- Pointing dataset excerpts -
--*--

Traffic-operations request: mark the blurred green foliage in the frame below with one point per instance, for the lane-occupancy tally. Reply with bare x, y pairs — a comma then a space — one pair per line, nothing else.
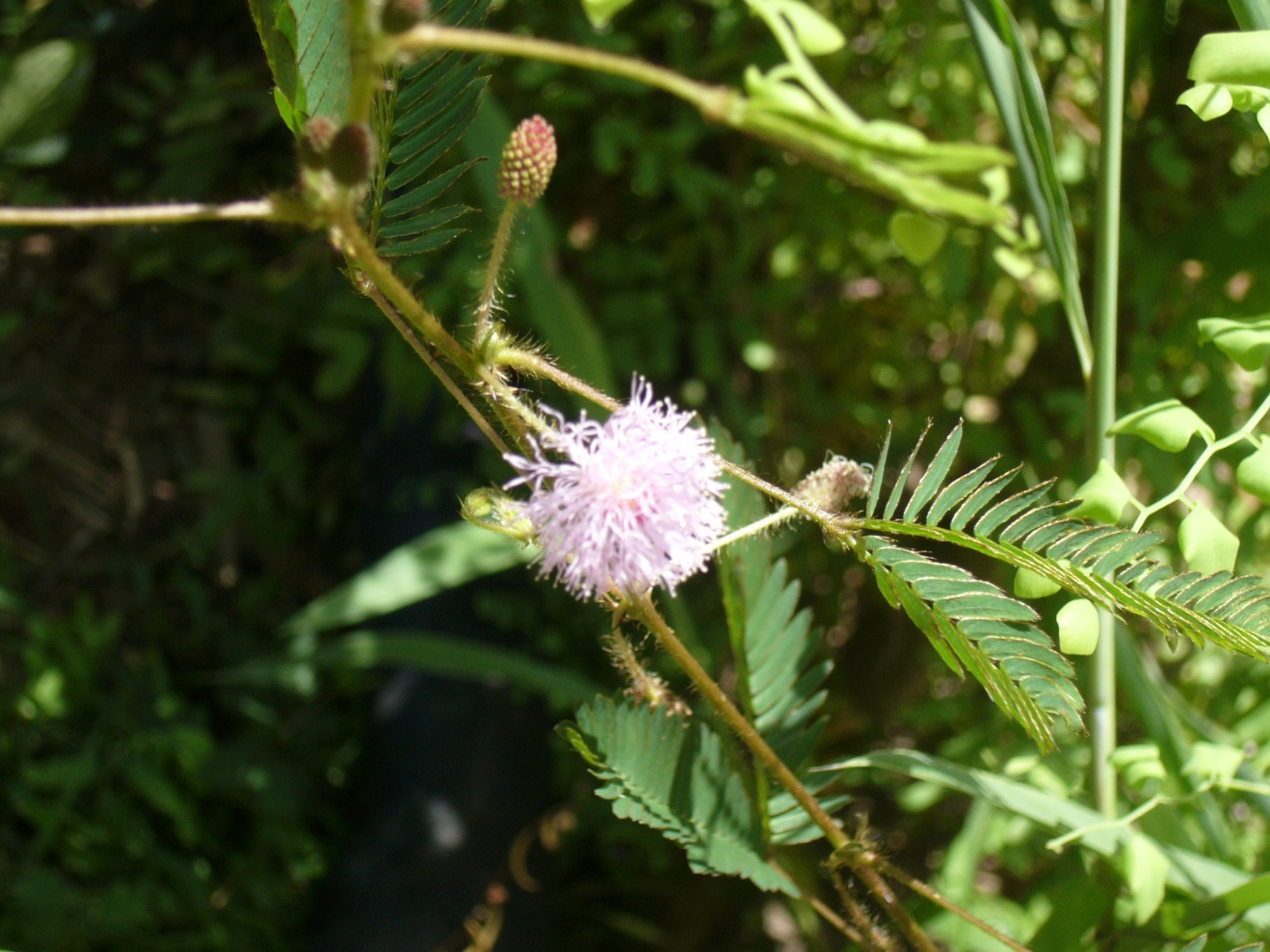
180, 413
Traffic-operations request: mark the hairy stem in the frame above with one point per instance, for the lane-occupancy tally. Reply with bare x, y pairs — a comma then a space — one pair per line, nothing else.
1198, 468
446, 380
904, 920
177, 214
646, 611
360, 253
934, 897
490, 293
714, 102
366, 72
1107, 294
874, 940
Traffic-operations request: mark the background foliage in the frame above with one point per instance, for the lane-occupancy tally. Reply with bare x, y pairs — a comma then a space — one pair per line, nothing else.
181, 413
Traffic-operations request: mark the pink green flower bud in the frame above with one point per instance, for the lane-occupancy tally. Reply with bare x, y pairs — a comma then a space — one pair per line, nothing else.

--*--

- Stated task -
Can you reproduce the stretch of the material above from the line containing "Traffic-operations request: mark the background" through the last line of the material, word for word?

- Exercise output -
Traffic-operations request: mark the background foliage in the frame above with one point per instance, for the lane-occupancy tally. Reply with bare x, y pairs — a comma then a space — one pair per line, nothing else.
181, 413
Traffic-operations request: mark the pink green flower bud in the frame above with one point per instance, for the lane-occupancy tally. Reply with bare x, y pairs — a comma then a space — one pair per line, nothing else.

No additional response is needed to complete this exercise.